Task to complete
Write out the records below line for line, leaving out the pictures.

(Collected data)
- - - - -
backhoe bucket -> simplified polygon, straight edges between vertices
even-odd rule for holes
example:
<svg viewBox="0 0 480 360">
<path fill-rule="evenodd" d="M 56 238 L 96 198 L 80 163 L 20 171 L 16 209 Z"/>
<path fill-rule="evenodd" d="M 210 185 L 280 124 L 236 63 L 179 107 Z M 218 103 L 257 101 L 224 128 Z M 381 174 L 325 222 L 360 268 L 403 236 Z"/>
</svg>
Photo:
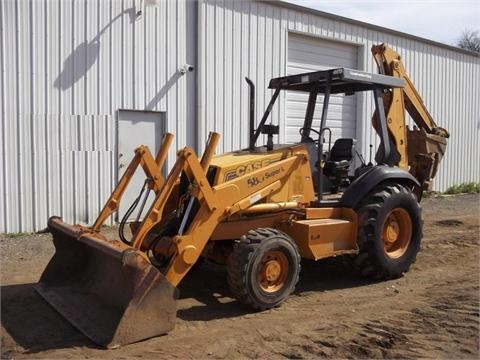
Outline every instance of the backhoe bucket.
<svg viewBox="0 0 480 360">
<path fill-rule="evenodd" d="M 173 329 L 177 290 L 143 253 L 52 217 L 55 255 L 35 289 L 95 343 L 115 348 Z"/>
</svg>

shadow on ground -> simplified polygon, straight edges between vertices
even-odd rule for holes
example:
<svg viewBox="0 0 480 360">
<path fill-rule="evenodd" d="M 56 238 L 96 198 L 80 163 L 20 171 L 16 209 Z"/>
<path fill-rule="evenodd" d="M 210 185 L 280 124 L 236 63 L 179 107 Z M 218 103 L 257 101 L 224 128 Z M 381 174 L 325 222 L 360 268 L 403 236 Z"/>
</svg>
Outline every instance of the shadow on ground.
- - - - -
Result of the exercise
backhoe bucket -> simplified polygon, straight edges between vertices
even-odd rule for holes
example:
<svg viewBox="0 0 480 360">
<path fill-rule="evenodd" d="M 56 238 L 96 198 L 80 163 L 20 171 L 16 209 Z"/>
<path fill-rule="evenodd" d="M 210 185 L 280 124 L 236 63 L 179 107 Z M 218 103 L 257 101 L 224 128 Z M 381 174 L 325 222 L 360 268 L 403 236 Z"/>
</svg>
Photo:
Outline every instance of the backhoe bucket.
<svg viewBox="0 0 480 360">
<path fill-rule="evenodd" d="M 173 329 L 177 290 L 143 253 L 52 217 L 55 255 L 35 289 L 95 343 L 115 348 Z"/>
</svg>

shadow on ground -> simplified polygon, straight edges between vertices
even-odd rule for holes
example:
<svg viewBox="0 0 480 360">
<path fill-rule="evenodd" d="M 56 238 L 96 198 L 80 163 L 20 171 L 16 209 Z"/>
<path fill-rule="evenodd" d="M 210 185 L 280 124 L 236 63 L 179 107 Z M 218 103 L 257 101 L 224 128 Z M 381 174 L 325 222 L 360 268 L 403 236 Z"/>
</svg>
Outline every instance of the shadow on ground.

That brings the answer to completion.